**What is required**. Could you repeat the records below exactly, leaving the pictures out?

**Extracted material**.

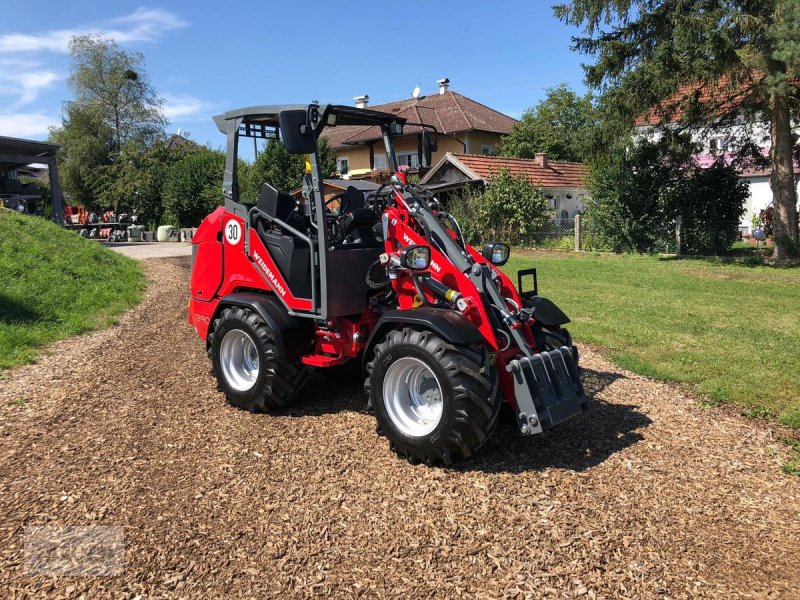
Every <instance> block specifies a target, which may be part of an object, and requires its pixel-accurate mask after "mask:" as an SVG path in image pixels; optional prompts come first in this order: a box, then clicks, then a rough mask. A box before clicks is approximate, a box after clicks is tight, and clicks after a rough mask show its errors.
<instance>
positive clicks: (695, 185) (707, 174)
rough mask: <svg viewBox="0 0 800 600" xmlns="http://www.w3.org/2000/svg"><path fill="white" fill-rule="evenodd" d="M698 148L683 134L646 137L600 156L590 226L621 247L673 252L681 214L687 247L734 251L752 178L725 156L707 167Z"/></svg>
mask: <svg viewBox="0 0 800 600" xmlns="http://www.w3.org/2000/svg"><path fill="white" fill-rule="evenodd" d="M695 151H696V149H695V148H694V147H693V146H692V144H691V143H690V142H688V141H687V140H686V139H682V138H680V136H676V137H673V138H672V139H669V138H668V137H665V138H663V139H662V140H659V141H658V142H651V141H647V140H640V141H638V142H637V143H635V144H633V145H631V146H629V147H625V148H617V149H610V150H609V152H607V153H606V154H605V155H602V156H599V157H597V158H596V159H595V160H594V161H593V163H592V168H591V175H590V178H589V190H590V199H589V201H588V202H587V211H586V217H585V222H586V228H585V229H586V232H587V233H590V234H591V235H593V236H595V237H596V238H597V239H599V240H602V244H603V245H604V246H606V247H607V248H608V249H611V250H614V251H616V252H640V253H650V252H663V251H673V250H674V248H675V226H676V222H677V219H678V217H680V218H681V221H682V227H681V232H682V251H683V252H685V253H691V254H724V253H725V252H727V250H728V249H729V248H730V246H731V244H732V243H733V242H734V241H735V239H736V237H737V236H738V231H739V220H740V219H741V216H742V215H743V214H744V210H745V208H744V202H745V200H746V199H747V195H748V189H747V184H746V183H745V182H744V181H742V180H740V179H739V177H738V175H737V173H736V169H735V168H734V167H733V166H730V165H725V164H724V163H723V162H722V160H720V161H718V162H717V163H715V164H714V165H712V166H711V167H706V168H703V167H700V166H699V165H698V164H697V163H696V161H695V160H694V159H693V158H692V157H693V155H694V152H695Z"/></svg>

**Answer section**.
Every <instance> block specifies a target, which may be part of an object, and requires its pixel-accurate mask after "mask:" as an SVG path in image pixels; optional prompts come first in this order: a box, then clicks, then a rough mask. A box before clicks is approximate, a box after clicks is tight, and clicks after a rough mask show its errors.
<instance>
positive clicks: (695, 185) (707, 174)
rough mask: <svg viewBox="0 0 800 600" xmlns="http://www.w3.org/2000/svg"><path fill="white" fill-rule="evenodd" d="M698 148L683 134L646 137L600 156L590 226L621 247L673 252L681 214L687 247L734 251L752 178L725 156L707 167Z"/></svg>
mask: <svg viewBox="0 0 800 600" xmlns="http://www.w3.org/2000/svg"><path fill="white" fill-rule="evenodd" d="M695 151H696V149H695V148H694V147H693V146H692V144H691V143H690V142H688V141H687V140H686V139H682V138H680V136H676V137H673V138H672V139H669V138H668V137H665V138H663V139H662V140H659V141H658V142H651V141H647V140H640V141H638V142H637V143H635V144H633V145H631V146H629V147H625V148H617V149H610V150H609V152H607V153H606V154H605V155H602V156H599V157H597V158H596V159H595V160H594V161H593V163H592V168H591V175H590V178H589V190H590V199H589V201H588V202H587V211H586V217H585V222H586V228H585V229H586V232H587V233H590V234H591V235H593V236H595V237H596V238H597V239H599V240H602V244H603V245H604V246H606V247H607V248H608V249H611V250H614V251H616V252H640V253H650V252H663V251H673V250H674V248H675V226H676V222H677V219H678V217H680V218H681V221H682V227H681V232H682V251H683V252H685V253H691V254H724V253H725V252H727V250H728V249H729V248H730V246H731V244H732V243H733V242H734V241H735V239H736V237H737V236H738V231H739V220H740V219H741V216H742V215H743V214H744V210H745V208H744V202H745V200H746V199H747V195H748V189H747V184H746V183H745V182H744V181H742V180H740V179H739V177H738V175H737V173H736V169H735V168H734V167H733V166H730V165H725V164H724V163H723V162H722V160H720V161H718V162H717V163H715V164H714V165H712V166H711V167H706V168H703V167H700V166H699V165H698V164H697V163H696V161H695V160H694V159H693V158H692V157H693V155H694V152H695Z"/></svg>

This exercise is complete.